Learning different languages in primary and secondary school is a good starter for communication. Way to go, Rev Manoa! Just like in Navua, at Timothy Memorial Church, another Fijian talatala, Rev Waisake, is building up some rural church communities.
Reverend lives for unity, peace
Jone Luvenitoga
Thursday, February 11, 2010
Reverend Manoa Kalouniviti pins a prefect's badge on a student at Bainivalu Primary School. Reverend Manoa Kalouniviti has been working as an Indian community christian pastor for the past 19 years.
He believes the lack of knowledge and understanding of cultures (Indian and Fijian) is the greatest crime people commit. He blames Christians for their lack of commitment and persistance to reach across the fence first as the Bible teaches and learn other cultures. For when Christians miss that, he says, they miss the promise of prosperity they believe in. For without peace, understanding and working hard to alleviate differences first, there can never be prosperity."Acceptance will only come about if we fully understand each others ways first," Mr Kalouniviti said.
He says every Christian knows this, that God's blessing will be showered when love is first bonded. Without that first step that we must take, we can never prosper as Christrians," he says. Christianity, he says, is a religion of love and understanding. Quoting from the Bible, he speaks of a prophet named Paul who said, "When I go to the Romans, I become a Roman. To the Jews, I am a Jew."
"We can never be true Fijian Christians and dictate things from our chair like making a country wide call for everyone to be a Christian and expect them to fit into that Christian culture," he says.
He was already working for the church before the founding of his first Indian community church in 1991 at his wife's village in Nabaikavu, Labasa when the coups took place in 1987 and then in 2000. As victims of the two upheavals, Indians questioned his leadership and the love he promised them in the name of religion.
Indians, he says, at that time felt insecure when they were chased and tormented by those who filled churches on Sundays. "It was the same religion I so fondly spoke about to them," he said. "It is the wisdom of understanding people and their culture that will play the most important role at a time when it is questioned. It is our deep understanding and knowledge of their culture and language that eased their feelings of insecurity even before we preached the word of God to them."
They were able to bridge every breaking point they came to during those years.
Sharing his dreams with his five children, he had them educated in school where they could learn other cultures and languages. His youngest, a son who is still two years old is being raised in an Indian family home and speaks fluent Hindi. His father hopes for the day when the son will continue the work his parents started. In the same way, the Reverend learnt to speak, read and write Hindi while he attended Boubale Indian School in Labasa from Class One to Eight in 1977. His wife attended Nabekavu Primary School which was closer to the airport at Waiqili settlement and just metres away from Bulileka Village where he is from. Their villages were both surrounded by Indian villages and farmers whom they socialised and interacted with throughout their young lives.
Like soul partners, they both knew how to write and speak Hindi by the time they met and founded their first Indian community church in 1991 and worked throughout the northern and the western division. They believe and yearn to see a time when there is unity among the different races in the country.

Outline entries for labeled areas
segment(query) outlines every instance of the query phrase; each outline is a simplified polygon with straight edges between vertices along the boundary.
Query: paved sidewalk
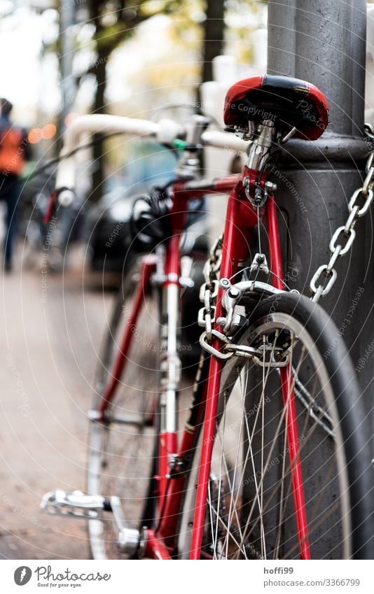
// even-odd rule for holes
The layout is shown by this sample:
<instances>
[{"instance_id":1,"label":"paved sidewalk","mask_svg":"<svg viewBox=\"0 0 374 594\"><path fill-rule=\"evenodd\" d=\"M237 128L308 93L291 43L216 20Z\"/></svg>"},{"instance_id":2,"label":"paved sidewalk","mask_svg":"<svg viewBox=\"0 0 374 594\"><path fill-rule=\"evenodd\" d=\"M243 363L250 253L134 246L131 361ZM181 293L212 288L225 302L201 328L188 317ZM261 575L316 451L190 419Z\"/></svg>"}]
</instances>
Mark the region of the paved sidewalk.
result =
<instances>
[{"instance_id":1,"label":"paved sidewalk","mask_svg":"<svg viewBox=\"0 0 374 594\"><path fill-rule=\"evenodd\" d=\"M43 269L44 270L44 269ZM0 271L0 558L89 558L85 522L39 511L84 489L87 411L112 296L62 275Z\"/></svg>"}]
</instances>

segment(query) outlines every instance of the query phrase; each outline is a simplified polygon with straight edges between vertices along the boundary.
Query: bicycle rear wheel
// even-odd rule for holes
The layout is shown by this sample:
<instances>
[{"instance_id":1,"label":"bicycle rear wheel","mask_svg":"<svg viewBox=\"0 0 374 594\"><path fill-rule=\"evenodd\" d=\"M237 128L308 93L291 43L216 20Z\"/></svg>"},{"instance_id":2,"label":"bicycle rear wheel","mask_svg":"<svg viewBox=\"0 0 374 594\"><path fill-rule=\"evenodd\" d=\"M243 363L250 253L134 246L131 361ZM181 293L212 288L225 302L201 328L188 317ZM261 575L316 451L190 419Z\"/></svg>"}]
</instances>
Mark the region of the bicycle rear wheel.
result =
<instances>
[{"instance_id":1,"label":"bicycle rear wheel","mask_svg":"<svg viewBox=\"0 0 374 594\"><path fill-rule=\"evenodd\" d=\"M373 558L369 434L336 327L305 297L282 294L261 302L241 334L237 344L263 357L234 355L223 368L201 558L297 559L308 542L306 558ZM284 372L263 362L279 364L286 355L293 379L285 399ZM286 428L293 388L303 539ZM182 558L191 547L201 440L186 487Z\"/></svg>"},{"instance_id":2,"label":"bicycle rear wheel","mask_svg":"<svg viewBox=\"0 0 374 594\"><path fill-rule=\"evenodd\" d=\"M140 274L139 264L132 261L116 297L99 361L94 418L113 377ZM127 528L139 530L151 524L157 501L153 477L157 474L159 421L158 297L148 287L136 326L131 328L132 344L114 397L104 421L91 420L90 423L88 493L118 497ZM103 511L98 520L89 520L88 530L94 559L121 557L116 546L118 530L111 511Z\"/></svg>"}]
</instances>

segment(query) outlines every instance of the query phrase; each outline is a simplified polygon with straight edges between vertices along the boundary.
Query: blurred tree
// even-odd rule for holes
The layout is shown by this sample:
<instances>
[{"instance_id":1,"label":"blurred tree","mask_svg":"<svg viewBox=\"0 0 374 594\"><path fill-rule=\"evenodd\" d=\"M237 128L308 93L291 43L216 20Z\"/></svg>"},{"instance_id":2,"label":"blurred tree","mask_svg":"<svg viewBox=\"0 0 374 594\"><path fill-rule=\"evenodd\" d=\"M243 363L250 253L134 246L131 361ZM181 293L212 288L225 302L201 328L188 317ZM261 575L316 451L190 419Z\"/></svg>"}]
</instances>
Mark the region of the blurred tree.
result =
<instances>
[{"instance_id":1,"label":"blurred tree","mask_svg":"<svg viewBox=\"0 0 374 594\"><path fill-rule=\"evenodd\" d=\"M212 60L223 51L224 0L207 0L203 24L202 81L213 78Z\"/></svg>"},{"instance_id":2,"label":"blurred tree","mask_svg":"<svg viewBox=\"0 0 374 594\"><path fill-rule=\"evenodd\" d=\"M96 93L93 105L95 113L105 111L105 90L106 87L106 64L111 53L136 27L150 17L157 14L172 14L180 8L183 0L142 2L134 0L89 0L90 17L95 24L96 31L97 59L90 69L96 79ZM98 135L94 145L94 170L92 191L90 199L97 201L102 195L104 181L104 159L103 141Z\"/></svg>"},{"instance_id":3,"label":"blurred tree","mask_svg":"<svg viewBox=\"0 0 374 594\"><path fill-rule=\"evenodd\" d=\"M223 52L226 15L238 9L248 11L256 3L256 0L86 0L90 19L95 27L93 41L97 57L88 71L96 81L93 112L106 111L107 64L111 54L147 19L158 15L170 16L176 35L182 39L188 29L198 27L200 80L209 80L212 78L212 59ZM94 148L92 201L99 199L104 180L103 142L99 138L97 141Z\"/></svg>"}]
</instances>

» **What you need to do**
1. Retype the passage from the article about Reverend Manoa Kalouniviti, starting with "Learning different languages" and going on through "rural church communities.".
2. State how many lines of the rows contain the string "bicycle", treating uppercase and lowercase as different, and reply with the number alone.
The rows are unrelated to the article about Reverend Manoa Kalouniviti.

» **The replies**
1.
Learning different languages in primary and secondary school is a good starter for communication. Way to go, Rev Manoa! Just like in Navua, at Timothy Memorial Church, another Fijian talatala, Rev Waisake, is building up some rural church communities.

2. 4